## DATA ROWS
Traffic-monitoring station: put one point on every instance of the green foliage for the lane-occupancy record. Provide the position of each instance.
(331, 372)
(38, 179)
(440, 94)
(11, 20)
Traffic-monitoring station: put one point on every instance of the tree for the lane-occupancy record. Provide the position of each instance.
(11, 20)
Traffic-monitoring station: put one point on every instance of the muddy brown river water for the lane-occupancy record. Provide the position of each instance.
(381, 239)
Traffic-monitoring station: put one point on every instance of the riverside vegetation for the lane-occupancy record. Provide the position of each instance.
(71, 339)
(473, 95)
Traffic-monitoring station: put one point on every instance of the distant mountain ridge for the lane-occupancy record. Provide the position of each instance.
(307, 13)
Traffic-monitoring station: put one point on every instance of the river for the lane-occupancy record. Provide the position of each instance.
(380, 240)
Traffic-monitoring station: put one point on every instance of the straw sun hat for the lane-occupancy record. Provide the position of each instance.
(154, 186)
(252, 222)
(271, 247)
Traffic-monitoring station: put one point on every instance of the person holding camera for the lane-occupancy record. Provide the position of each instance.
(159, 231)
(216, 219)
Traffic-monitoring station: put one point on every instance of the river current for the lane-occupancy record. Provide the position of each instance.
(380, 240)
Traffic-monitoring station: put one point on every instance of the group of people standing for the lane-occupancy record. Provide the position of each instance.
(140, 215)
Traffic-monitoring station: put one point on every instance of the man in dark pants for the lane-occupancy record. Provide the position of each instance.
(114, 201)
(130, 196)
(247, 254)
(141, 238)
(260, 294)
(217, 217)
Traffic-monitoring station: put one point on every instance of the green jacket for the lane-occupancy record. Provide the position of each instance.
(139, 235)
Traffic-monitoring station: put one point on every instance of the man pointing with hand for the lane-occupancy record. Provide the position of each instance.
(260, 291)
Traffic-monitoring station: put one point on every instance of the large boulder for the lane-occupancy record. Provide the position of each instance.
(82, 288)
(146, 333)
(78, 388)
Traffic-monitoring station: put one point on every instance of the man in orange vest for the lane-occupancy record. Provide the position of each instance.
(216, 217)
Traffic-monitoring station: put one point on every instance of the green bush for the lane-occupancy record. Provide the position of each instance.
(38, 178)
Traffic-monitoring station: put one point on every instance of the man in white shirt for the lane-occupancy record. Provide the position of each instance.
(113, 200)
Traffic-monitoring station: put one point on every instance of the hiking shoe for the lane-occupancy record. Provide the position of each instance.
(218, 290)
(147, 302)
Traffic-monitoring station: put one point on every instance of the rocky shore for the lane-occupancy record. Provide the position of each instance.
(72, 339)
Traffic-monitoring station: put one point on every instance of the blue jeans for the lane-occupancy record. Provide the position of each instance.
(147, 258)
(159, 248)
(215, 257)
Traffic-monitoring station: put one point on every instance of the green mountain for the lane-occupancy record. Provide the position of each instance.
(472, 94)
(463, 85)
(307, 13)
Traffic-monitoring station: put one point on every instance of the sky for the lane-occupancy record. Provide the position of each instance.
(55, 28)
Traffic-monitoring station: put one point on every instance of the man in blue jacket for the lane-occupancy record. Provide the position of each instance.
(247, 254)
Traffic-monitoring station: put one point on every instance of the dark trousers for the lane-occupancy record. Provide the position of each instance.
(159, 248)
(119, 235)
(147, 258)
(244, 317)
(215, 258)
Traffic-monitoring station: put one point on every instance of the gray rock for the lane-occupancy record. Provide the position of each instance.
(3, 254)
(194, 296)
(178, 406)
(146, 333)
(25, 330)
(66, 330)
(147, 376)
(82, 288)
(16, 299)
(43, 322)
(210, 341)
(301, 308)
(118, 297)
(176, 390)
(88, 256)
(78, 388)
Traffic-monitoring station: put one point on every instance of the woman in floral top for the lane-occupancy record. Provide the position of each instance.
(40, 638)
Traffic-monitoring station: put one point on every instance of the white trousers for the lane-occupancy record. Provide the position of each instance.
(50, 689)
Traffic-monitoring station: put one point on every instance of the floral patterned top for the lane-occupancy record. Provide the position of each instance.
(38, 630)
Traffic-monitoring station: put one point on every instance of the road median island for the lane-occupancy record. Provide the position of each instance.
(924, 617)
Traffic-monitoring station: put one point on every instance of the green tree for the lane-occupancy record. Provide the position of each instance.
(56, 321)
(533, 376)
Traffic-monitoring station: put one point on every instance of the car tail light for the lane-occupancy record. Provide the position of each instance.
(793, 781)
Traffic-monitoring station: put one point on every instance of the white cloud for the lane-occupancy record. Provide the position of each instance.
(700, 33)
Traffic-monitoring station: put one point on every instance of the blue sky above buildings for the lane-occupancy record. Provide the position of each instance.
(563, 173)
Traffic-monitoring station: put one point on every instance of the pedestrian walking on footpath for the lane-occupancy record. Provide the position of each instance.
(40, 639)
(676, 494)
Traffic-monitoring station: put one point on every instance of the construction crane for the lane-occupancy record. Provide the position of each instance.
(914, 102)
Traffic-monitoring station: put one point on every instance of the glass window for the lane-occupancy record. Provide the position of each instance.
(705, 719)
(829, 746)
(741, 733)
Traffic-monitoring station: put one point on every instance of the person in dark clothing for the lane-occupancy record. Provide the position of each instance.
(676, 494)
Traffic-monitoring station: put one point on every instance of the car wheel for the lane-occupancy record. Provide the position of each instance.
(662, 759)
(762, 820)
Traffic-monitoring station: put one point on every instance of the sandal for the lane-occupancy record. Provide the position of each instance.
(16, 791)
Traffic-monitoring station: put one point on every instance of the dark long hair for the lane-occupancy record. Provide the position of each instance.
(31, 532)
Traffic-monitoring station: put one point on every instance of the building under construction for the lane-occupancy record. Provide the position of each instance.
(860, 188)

## TO DO
Rewrite the lines from the one containing "the dark long" through the end of the rows, replacing "building under construction" with "unfinished building" and leaving everything else untouched.

## CORRECT OUTPUT
Traffic-monitoring station: put one point on every instance of the dark long hair for the lane-occupancy record. Provide the position of each instance.
(31, 532)
Traffic-monitoring station: put one point on every instance of the unfinished building for the lane-occupancy record. Provide the position of each instance.
(860, 188)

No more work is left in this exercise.